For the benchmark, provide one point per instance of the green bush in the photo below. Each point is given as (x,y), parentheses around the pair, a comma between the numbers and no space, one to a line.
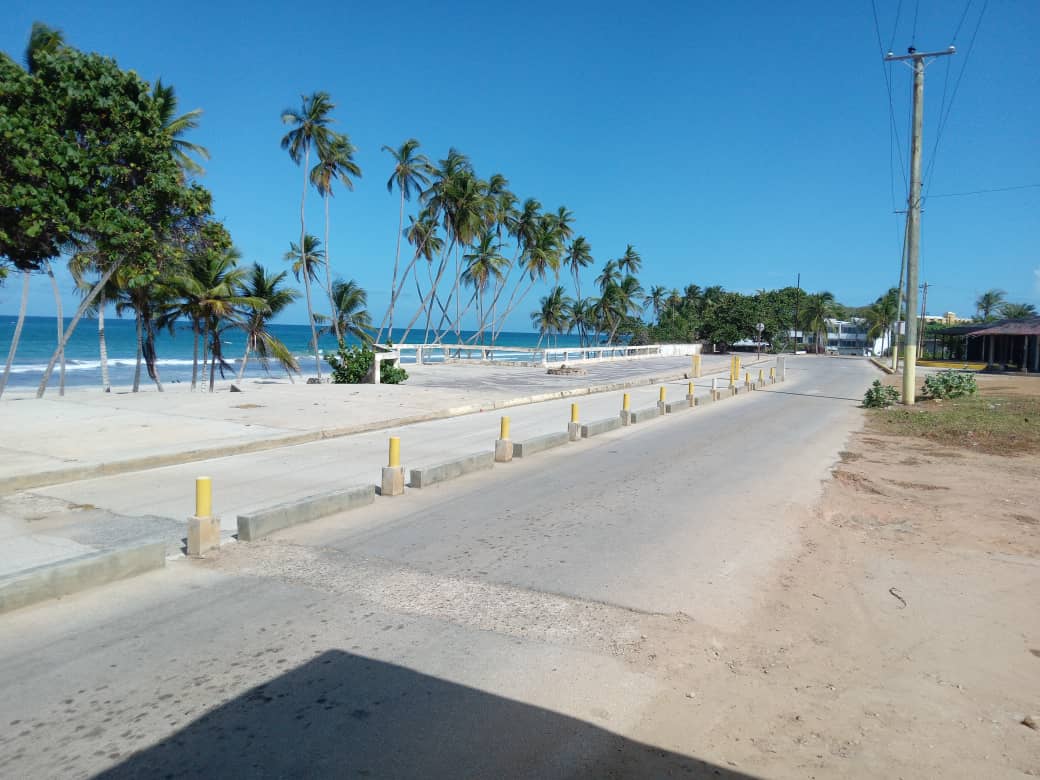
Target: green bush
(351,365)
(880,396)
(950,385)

=-=-=-=-=

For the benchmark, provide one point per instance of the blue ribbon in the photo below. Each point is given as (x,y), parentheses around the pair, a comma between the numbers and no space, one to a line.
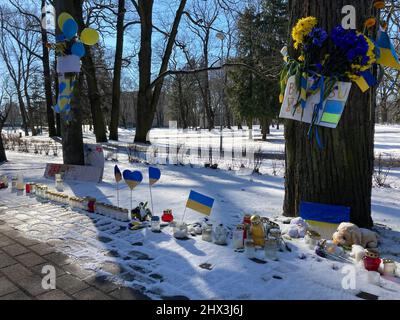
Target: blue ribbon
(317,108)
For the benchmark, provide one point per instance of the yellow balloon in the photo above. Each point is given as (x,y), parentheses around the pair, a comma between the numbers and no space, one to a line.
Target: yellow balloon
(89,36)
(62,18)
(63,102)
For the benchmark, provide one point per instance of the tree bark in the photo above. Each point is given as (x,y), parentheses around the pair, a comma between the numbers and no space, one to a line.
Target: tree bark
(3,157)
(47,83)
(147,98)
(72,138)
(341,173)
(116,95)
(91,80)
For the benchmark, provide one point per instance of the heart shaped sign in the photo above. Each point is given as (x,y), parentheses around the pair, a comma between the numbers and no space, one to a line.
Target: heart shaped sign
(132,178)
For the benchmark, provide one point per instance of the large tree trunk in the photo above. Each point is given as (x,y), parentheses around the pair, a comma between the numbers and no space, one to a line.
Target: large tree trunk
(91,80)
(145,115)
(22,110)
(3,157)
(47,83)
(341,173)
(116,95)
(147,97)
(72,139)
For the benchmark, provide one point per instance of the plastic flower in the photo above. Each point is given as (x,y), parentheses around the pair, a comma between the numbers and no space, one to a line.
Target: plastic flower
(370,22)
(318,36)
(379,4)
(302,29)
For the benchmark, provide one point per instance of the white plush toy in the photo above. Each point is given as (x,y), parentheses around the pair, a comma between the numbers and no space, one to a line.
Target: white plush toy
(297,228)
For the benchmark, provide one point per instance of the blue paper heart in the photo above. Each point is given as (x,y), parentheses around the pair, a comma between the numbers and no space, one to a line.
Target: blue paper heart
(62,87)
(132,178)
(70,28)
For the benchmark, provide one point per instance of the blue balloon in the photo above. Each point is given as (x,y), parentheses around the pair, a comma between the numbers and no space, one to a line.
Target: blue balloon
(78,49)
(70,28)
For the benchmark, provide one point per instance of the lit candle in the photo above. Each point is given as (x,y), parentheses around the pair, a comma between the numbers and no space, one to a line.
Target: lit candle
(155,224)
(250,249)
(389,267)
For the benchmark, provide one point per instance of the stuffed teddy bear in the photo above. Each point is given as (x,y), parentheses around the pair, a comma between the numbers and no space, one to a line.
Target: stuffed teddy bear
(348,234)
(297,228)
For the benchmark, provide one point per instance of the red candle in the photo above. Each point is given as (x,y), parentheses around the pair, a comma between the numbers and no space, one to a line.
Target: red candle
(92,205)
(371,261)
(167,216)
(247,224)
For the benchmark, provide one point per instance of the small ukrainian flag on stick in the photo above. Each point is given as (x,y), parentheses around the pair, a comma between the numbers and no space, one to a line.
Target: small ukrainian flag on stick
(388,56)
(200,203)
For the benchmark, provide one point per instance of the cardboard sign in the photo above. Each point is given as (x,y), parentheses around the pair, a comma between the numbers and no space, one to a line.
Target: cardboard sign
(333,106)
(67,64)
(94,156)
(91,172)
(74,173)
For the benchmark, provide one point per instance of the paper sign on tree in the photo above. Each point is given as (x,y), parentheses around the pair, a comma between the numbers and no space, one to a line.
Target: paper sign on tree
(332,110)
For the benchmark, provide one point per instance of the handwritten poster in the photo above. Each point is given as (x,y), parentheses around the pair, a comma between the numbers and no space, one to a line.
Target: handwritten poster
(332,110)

=-=-=-=-=

* **WORK TO COMPLETE**
Return each line of the listing that contains the string "trunk".

* **RESPONSE**
For the benchmark, provide one point per instance of the large tree trunk in the photo above. Each point is given as (x,y), parentheses around the pair, a comma between the numbers and no space, one to a line.
Target: large tree trunk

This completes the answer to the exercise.